• **EXERCISE REQUIREMENTS**: Reproduce the records verbatim, starting at the line that contains "on trouser leg." and continuing through the end of the records.

** BEGIN **

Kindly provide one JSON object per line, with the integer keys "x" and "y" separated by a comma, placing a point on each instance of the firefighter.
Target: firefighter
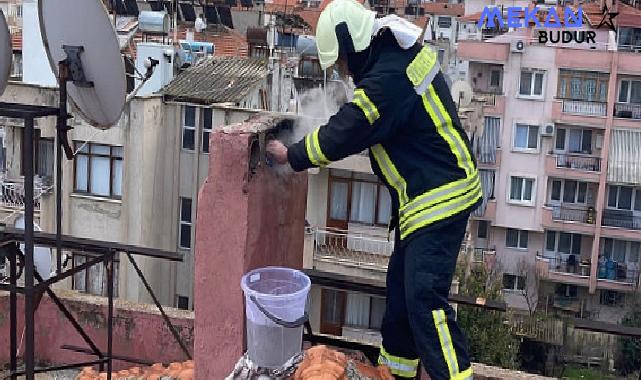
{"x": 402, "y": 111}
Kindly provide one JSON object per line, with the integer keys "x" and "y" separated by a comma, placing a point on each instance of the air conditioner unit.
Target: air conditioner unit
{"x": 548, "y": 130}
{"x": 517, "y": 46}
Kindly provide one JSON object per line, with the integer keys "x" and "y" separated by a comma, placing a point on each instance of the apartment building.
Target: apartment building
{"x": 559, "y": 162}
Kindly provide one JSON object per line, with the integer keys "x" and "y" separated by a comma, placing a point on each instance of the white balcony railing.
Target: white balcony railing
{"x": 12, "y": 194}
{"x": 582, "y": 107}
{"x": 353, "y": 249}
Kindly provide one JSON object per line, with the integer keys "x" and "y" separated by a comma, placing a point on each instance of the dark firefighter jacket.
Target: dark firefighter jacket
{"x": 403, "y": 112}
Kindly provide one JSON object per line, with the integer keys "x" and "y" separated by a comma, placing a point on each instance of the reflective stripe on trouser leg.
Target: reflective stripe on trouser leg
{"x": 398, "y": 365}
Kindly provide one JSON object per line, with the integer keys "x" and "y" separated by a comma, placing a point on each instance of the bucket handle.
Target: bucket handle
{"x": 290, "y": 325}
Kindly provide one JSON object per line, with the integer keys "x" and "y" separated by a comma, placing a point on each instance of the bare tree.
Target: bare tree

** END **

• **OUTPUT OF THE TASK**:
Kindly provide one JSON object per line, with the integer keys "x" and "y" separated by a comma, placing a point on each instance of the reflective stripe on trouser leg.
Target: reflective stripe on trouser leg
{"x": 398, "y": 365}
Kindly provide one JSON object per line, with the integer keys "x" and "y" separated by a comma, placing a point on each instance of the bucket handle.
Target: bucket handle
{"x": 290, "y": 325}
Kindly provide one JSON object per line, with the integer keys "x" and "y" separated by a comma, placing a point on each instance of the bare tree.
Target: bare tree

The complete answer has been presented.